The composition of the Committee from 01.01.2024:

1. Major General (Rtd.)
G A Chandrasiri vsv
Chairman/ Independent
Non-Executive Director
2. Mr R M P Rathnayake
Member/Non Independent
Non-Executive Ex officio Director
3. Prof. Kithsiri M Liyanage
Member/ Independent Non-Executive Director

With the ending of the tenure of Major General (Rtd.) G A Chandrasiri vsv as a Director on 07.01.2024, the remaining two Directors constituted the Committee and with the appointment of Mr J C Pelpola as an Independent Non-Executive Director to the Board of Bank of Ceylon on 22.02.2024, the Committee re-constituted as follows:

From 19.02.2024

1. Prof. Kithsiri M Liyanage
Chairman/ Independent Non-Executive Director
2. Mr R M P Rathnayake
Member/ Non Independent Non-Executive Ex officio Director
3. Mr Jayamin Pelpola
Member/ Independent Non-Executive Director

With the appointment of Mr Kavan Ratnayake on 14.03.2024, as an Independent Non-Executive Chairman/ Director of Bank of Ceylon the Committee was re-constituted as follows:

From 03.04.2024

1. Mr Jehaan Ismail
Chairman/ Independent
Non-Executive Director
2. Mr Kavan Ratnayake
Member/ Independent
Non-Executive Chairman/Director
3. Mr Jayamin Pelpola
Member/ Independent
Non-Executive Director

With the resignation of Mr Kavan Ratnayake as the Chairman/ Director of Bank of Ceylon on 22.09.2024, and with the appointment of Mr Kavinda M L de Zoysa as an Independent Non-Executive Chairman/ Director of Bank of Ceylon and Dr. Kapila Senanayake, Non Independent Non-Executive Ex-officio Director on 04.11.2024 and 14.11.2024 respectively, the Committee was re-constituted as follows:

From 05.11.2024

1. Mr Jehaan Ismail
Chairman/ Independent Non-Executive Director
2. Mr Kavinda M L de Zoysa
Member/Independent Non-Executive Chairman/ Director
3. Mr Jayamin Pelpola
Member /Independent Non-Executive Director

From 03.12.2024

1. Mr Jehaan Ismail
Chairman/ Independent Non-Executive Director
2. Mr Kavinda M L de Zoysa
Member/ Independent Non-Executive Chairman/ Director
3. Dr. Kapila Senanayake
Member/ Non Independent Non-Executive Ex-officio Director

Present Committee

1. Mr Jehaan Ismail
Chairman/ Independent Non-Executive Director
2. Mr Kavinda M L de Zoysa
Member/ Independent Non-Executive Chairman/ Director
3. Mr R M P Rathnayake
Member/ Independent Non-Executive Director

(Who was reappointed on 20.12.2024 as an independent Non-Executive Director subsequent to ceasing to be the Ex-officio Director with the retirement from his position as the Deputy Secretary to the Treasury).

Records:
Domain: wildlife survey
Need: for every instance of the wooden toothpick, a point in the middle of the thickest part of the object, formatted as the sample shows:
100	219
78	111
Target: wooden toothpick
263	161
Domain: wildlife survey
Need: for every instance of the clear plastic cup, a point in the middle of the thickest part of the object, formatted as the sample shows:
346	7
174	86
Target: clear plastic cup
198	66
...
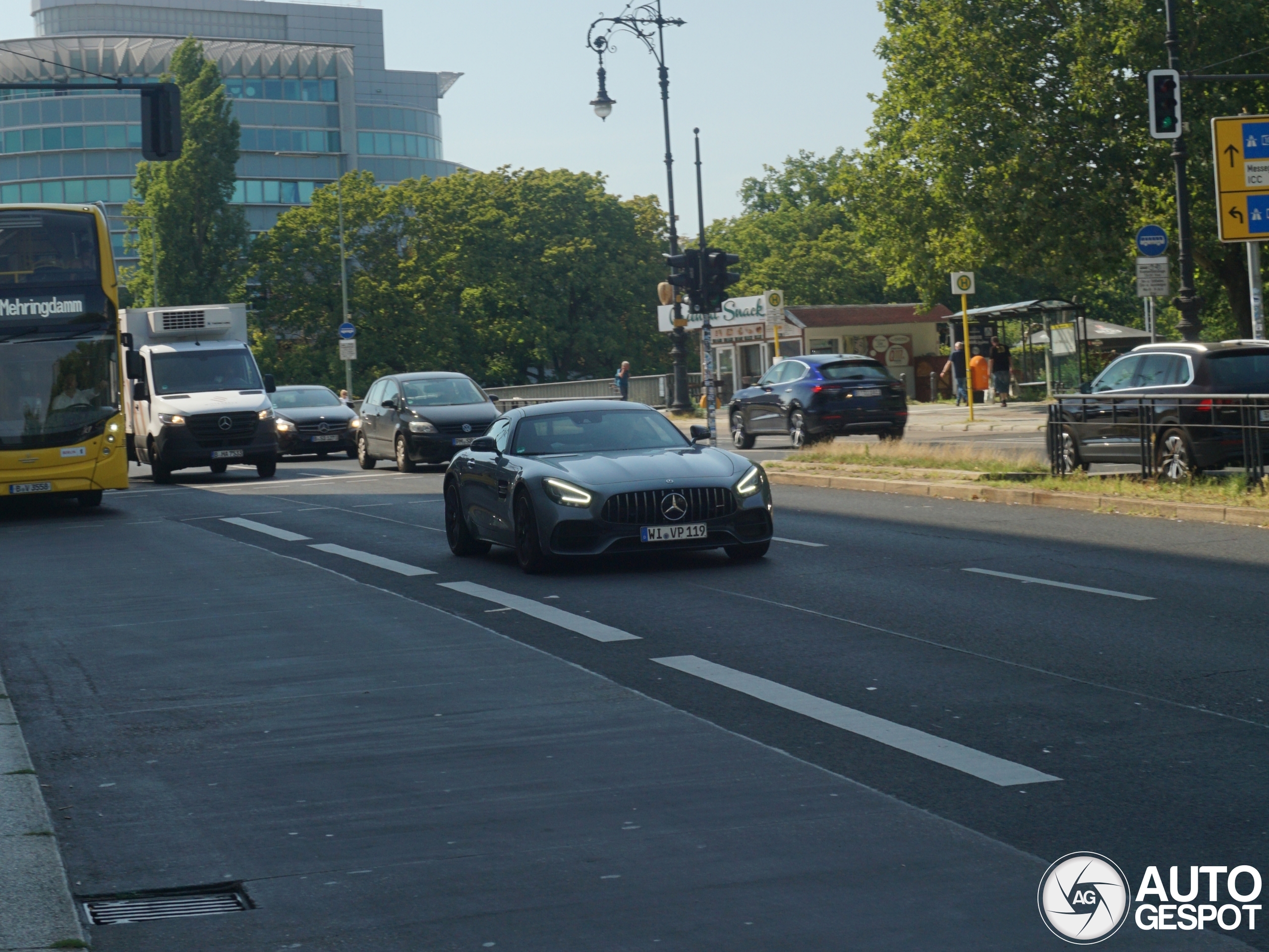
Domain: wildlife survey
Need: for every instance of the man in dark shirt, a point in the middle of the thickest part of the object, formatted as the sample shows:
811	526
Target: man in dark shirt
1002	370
==
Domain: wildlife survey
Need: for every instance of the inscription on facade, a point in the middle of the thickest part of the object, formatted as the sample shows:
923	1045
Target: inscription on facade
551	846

## REQUEST 1:
Answer these questions from the committee text:
(a) On what date did the tenure of Major General (Rtd.) G A Chandrasiri vsv as a Director end?
(b) On what date did Mr Kavan Ratnayake resign as the Chairman/ Director of Bank of Ceylon?
(c) On what date was Mr R M P Rathnayake reappointed as an independent Non-Executive Director?
## REQUEST 2:
List every date in the committee text from which a new committee composition takes effect.
## REQUEST 3:
In the committee text, swap "Deputy Secretary" for "Additional Secretary" and give the passage starting at "(Who was reappointed" and ending at "to the Treasury).".
The material above is separate from the committee text.

## RESPONSE 1:
(a) 07.01.2024
(b) 22.09.2024
(c) 20.12.2024

## RESPONSE 2:
01.01.2024
19.02.2024
03.04.2024
05.11.2024
03.12.2024

## RESPONSE 3:
(Who was reappointed on 20.12.2024 as an independent Non-Executive Director subsequent to ceasing to be the Ex-officio Director with the retirement from his position as the Additional Secretary to the Treasury).